**Parts of the exercise:**
**A.** In the passage on tumor response to chemotherapy, how many patients had stable disease?
**B.** Copy the passage on tumor response to chemotherapy between "All 61 patients" and "of 61 patients).", inclusive.
**C.** Continue the passage on tumor response to chemotherapy from the point where it stops.

All 61 patients were evaluable for response to therapy. Major responses were observed in 23 patients (38%; 95% CI, 25.8–50.2), with four patients achieving a CR (7%) and 19 showing a PR (31%). One CR was pathologically confirmed, since the patient underwent curative surgery after nine cycles of chemotherapy and was alive without evidence of disease as of 31 December 2003. Stable disease was obtained in 22 additional patients (36%). Progressive disease was observed in 16 patients (26%). Therefore, the overall tumour growth control (CR+PR+SD) was 74% (45 out of 61 patients).

[Point-per-instance localization data]
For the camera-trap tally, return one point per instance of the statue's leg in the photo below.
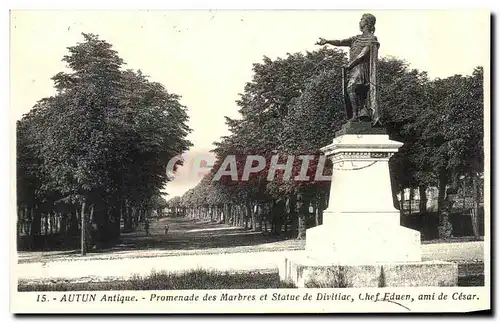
(364, 113)
(351, 91)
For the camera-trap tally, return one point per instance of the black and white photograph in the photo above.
(250, 161)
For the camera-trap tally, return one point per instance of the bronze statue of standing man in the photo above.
(360, 88)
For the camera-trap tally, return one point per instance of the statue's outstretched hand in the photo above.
(321, 41)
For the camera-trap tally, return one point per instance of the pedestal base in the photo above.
(308, 272)
(360, 244)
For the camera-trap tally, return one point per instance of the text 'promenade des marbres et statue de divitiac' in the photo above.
(362, 244)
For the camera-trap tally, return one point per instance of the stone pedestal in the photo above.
(361, 234)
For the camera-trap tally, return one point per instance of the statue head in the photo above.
(367, 22)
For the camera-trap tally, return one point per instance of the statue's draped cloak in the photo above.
(364, 73)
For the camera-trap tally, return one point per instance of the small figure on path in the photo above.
(360, 93)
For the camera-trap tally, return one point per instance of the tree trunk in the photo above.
(83, 230)
(316, 207)
(422, 206)
(292, 213)
(476, 209)
(253, 217)
(410, 201)
(302, 210)
(443, 182)
(402, 202)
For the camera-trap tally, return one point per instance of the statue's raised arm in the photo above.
(360, 81)
(342, 42)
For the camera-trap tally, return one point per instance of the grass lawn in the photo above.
(469, 275)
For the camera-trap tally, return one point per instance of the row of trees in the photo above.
(294, 105)
(95, 154)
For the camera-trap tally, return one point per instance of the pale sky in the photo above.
(207, 56)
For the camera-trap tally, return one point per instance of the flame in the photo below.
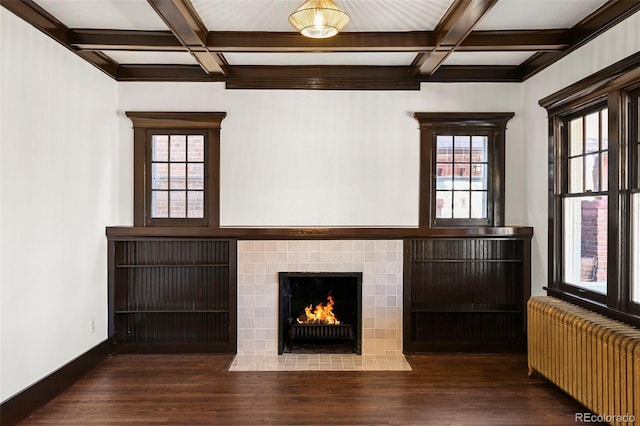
(322, 314)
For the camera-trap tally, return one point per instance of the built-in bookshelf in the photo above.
(172, 295)
(464, 294)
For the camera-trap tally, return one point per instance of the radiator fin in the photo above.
(594, 359)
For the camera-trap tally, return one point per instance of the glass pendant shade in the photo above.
(319, 18)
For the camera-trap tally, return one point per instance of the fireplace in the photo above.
(320, 312)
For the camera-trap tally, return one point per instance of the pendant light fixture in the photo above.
(319, 18)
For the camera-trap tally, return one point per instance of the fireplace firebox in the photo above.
(320, 312)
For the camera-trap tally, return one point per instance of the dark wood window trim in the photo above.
(492, 124)
(612, 87)
(144, 124)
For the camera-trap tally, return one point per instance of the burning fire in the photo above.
(322, 314)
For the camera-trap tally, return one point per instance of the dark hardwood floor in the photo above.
(198, 390)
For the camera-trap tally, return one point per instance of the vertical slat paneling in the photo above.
(466, 291)
(173, 292)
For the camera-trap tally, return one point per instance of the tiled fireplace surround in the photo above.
(380, 262)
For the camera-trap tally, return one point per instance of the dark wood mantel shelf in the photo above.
(127, 232)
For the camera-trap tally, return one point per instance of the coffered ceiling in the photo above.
(387, 45)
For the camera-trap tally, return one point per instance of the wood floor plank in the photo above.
(198, 389)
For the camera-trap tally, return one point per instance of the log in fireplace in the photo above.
(320, 312)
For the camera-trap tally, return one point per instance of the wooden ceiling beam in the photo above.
(322, 78)
(457, 23)
(183, 21)
(91, 39)
(257, 41)
(601, 20)
(31, 12)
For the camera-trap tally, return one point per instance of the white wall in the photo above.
(616, 44)
(321, 158)
(58, 175)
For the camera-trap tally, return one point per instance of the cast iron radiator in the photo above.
(594, 359)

**Task-by-task answers:**
**A.** 22 patients (36%).

**B.**
All 61 patients were evaluable for response to therapy. Major responses were observed in 23 patients (38%; 95% CI, 25.8–50.2), with four patients achieving a CR (7%) and 19 showing a PR (31%). One CR was pathologically confirmed, since the patient underwent curative surgery after nine cycles of chemotherapy and was alive without evidence of disease as of 31 December 2003. Stable disease was obtained in 22 additional patients (36%). Progressive disease was observed in 16 patients (26%). Therefore, the overall tumour growth control (CR+PR+SD) was 74% (45 out of 61 patients).

**C.**
Survival

All patients were included in the survival analysis on an intent-to-treat basis. The median follow-up was 11.6 months (range, 6.9–20.3 months). The median TTP was 7.1 months (95% CI, 5.6–8.7) (Figure 1). At the time of analysis (31 December 2003), 44 patients had died and 17 were alive. The median OS was 11.2 months (95% CI, 9.66–14.39). At the time of analysis, two patients who achieved a CR were disease free at 19.9 and 7.6 months of follow-up, respectively. Following documentation of disease progression, 36 out of 61 patients received a second-line docetaxel- or irinotecan-based chemotherapy. As shown in Figure 2, patients receiving a second-line treatment had a statistically significant (P=0.0026; long-rank test) longer median OS (12.7 months; 95% CI, 10.7–15.6) than patients (25 patients) receiving only best supportive care (median OS, 9.4 months; 95% CI, 5.6–12.7).

Figure 1
figure 1

Estimated 21-month cumulative probability of survival and time to treatment progression in 61 AGC patients. Shown are TTP (□□□□□□) and OS (▪▪▪▪▪) in the 61 AGC patients treated with the FOLFOX-4 regimen.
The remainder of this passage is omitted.